EXERCISE DESCRIPTION >> Can you pull out every line in the records below that contains the string "wall", matching case exactly?

EXERCISE DATA >>
========
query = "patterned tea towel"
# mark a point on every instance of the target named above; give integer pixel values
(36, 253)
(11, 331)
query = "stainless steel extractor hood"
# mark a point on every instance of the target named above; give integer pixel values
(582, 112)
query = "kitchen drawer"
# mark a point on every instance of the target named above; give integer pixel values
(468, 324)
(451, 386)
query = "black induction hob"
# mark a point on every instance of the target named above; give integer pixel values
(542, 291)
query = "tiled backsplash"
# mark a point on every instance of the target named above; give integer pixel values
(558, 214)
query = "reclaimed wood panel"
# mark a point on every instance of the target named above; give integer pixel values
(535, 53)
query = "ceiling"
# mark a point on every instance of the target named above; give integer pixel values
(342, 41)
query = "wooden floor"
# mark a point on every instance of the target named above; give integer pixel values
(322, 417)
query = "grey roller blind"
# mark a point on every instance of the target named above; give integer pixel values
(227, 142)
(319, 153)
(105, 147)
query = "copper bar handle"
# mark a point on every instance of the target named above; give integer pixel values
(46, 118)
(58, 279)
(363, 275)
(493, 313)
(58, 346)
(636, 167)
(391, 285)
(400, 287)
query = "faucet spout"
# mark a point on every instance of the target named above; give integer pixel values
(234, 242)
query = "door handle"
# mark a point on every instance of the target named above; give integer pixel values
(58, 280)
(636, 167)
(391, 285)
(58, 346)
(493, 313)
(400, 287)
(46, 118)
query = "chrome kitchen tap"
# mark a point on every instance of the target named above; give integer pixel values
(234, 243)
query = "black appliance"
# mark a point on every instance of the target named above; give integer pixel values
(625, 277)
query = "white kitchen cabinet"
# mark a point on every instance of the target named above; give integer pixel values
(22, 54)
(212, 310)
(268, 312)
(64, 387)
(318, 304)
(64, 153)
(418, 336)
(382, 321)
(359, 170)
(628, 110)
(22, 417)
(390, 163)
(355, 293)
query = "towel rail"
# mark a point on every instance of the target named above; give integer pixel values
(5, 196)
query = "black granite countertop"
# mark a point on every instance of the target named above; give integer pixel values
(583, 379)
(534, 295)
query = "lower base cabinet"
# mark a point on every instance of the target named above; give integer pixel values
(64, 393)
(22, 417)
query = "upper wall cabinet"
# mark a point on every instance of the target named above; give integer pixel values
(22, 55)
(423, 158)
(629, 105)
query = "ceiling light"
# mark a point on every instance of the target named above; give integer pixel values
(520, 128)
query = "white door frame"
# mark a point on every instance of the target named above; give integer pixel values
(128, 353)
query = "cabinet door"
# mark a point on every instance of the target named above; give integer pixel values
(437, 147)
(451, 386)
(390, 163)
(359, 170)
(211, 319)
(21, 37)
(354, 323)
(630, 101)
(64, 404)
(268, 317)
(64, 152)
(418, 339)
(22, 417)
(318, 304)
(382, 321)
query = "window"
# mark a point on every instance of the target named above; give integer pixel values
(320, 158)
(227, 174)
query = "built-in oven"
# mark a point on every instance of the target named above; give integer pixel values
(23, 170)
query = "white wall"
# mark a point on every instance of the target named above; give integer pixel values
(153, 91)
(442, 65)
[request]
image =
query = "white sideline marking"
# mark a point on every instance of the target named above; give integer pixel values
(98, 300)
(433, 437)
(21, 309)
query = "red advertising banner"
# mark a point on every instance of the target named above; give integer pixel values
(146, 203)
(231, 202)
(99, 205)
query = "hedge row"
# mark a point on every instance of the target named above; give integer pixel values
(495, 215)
========
COMPLETED EXERCISE >>
query = "upper wall cabinet"
query = "white wall"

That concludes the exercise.